__SHORT PROBLEM__
Copy out each of the following rows word for word, leaving every line unchanged.

+ + + + +

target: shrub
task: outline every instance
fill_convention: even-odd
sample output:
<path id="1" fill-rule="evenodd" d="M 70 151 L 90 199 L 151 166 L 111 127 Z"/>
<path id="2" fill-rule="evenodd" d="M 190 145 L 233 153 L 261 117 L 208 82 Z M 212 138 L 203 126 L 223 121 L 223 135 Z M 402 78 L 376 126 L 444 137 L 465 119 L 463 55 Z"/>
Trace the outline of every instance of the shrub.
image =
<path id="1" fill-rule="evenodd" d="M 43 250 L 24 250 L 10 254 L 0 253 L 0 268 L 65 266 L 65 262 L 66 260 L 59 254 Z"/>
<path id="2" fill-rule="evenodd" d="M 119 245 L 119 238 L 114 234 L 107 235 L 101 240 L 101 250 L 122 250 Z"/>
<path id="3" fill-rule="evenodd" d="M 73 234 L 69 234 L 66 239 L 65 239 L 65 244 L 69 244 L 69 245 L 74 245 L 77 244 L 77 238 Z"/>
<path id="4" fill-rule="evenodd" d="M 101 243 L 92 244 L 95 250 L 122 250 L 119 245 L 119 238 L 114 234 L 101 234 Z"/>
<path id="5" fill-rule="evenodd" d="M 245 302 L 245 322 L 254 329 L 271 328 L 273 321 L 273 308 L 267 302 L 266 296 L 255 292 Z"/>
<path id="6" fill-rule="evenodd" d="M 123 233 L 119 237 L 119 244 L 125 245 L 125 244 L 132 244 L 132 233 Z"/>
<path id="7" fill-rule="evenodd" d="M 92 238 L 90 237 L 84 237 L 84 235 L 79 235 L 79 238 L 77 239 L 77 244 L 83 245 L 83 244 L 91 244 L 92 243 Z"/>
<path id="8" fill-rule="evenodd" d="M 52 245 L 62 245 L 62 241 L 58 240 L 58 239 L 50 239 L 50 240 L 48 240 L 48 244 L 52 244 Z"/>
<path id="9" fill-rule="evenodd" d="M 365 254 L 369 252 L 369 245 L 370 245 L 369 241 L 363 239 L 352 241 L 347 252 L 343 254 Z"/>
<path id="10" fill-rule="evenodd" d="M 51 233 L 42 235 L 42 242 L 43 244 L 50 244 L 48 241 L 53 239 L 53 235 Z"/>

+ + + + +

__SOLUTION FOR THIS EXERCISE__
target: shrub
task: outline every instance
fill_convention: even-odd
sample output:
<path id="1" fill-rule="evenodd" d="M 70 151 L 90 199 L 151 166 L 111 127 Z"/>
<path id="2" fill-rule="evenodd" d="M 190 145 L 233 153 L 261 117 L 208 82 Z M 212 138 L 203 126 L 223 121 L 223 135 Z M 402 78 L 376 126 L 444 137 L 465 119 L 463 55 Z"/>
Trace the outline of every instance of the shrub.
image =
<path id="1" fill-rule="evenodd" d="M 43 250 L 24 250 L 10 254 L 0 253 L 0 268 L 65 266 L 65 262 L 66 260 L 59 254 Z"/>
<path id="2" fill-rule="evenodd" d="M 119 245 L 119 238 L 114 234 L 107 235 L 101 240 L 101 250 L 122 250 Z"/>
<path id="3" fill-rule="evenodd" d="M 73 234 L 69 234 L 66 239 L 65 239 L 65 244 L 69 244 L 69 245 L 74 245 L 77 244 L 77 238 Z"/>
<path id="4" fill-rule="evenodd" d="M 101 243 L 92 244 L 95 250 L 122 250 L 119 245 L 119 238 L 114 234 L 101 234 Z"/>
<path id="5" fill-rule="evenodd" d="M 245 302 L 245 322 L 254 329 L 271 328 L 273 321 L 273 308 L 267 302 L 266 296 L 255 292 Z"/>
<path id="6" fill-rule="evenodd" d="M 123 233 L 119 237 L 119 244 L 125 245 L 125 244 L 132 244 L 132 233 Z"/>
<path id="7" fill-rule="evenodd" d="M 92 238 L 90 237 L 84 237 L 84 235 L 79 235 L 79 238 L 77 239 L 77 244 L 83 245 L 83 244 L 91 244 L 92 243 Z"/>
<path id="8" fill-rule="evenodd" d="M 52 245 L 62 245 L 62 241 L 58 240 L 58 239 L 50 239 L 50 240 L 48 240 L 48 244 L 52 244 Z"/>
<path id="9" fill-rule="evenodd" d="M 365 254 L 369 252 L 369 245 L 370 245 L 369 241 L 363 239 L 352 241 L 347 252 L 343 254 Z"/>
<path id="10" fill-rule="evenodd" d="M 51 233 L 42 235 L 42 242 L 43 244 L 50 244 L 48 241 L 53 239 L 53 235 Z"/>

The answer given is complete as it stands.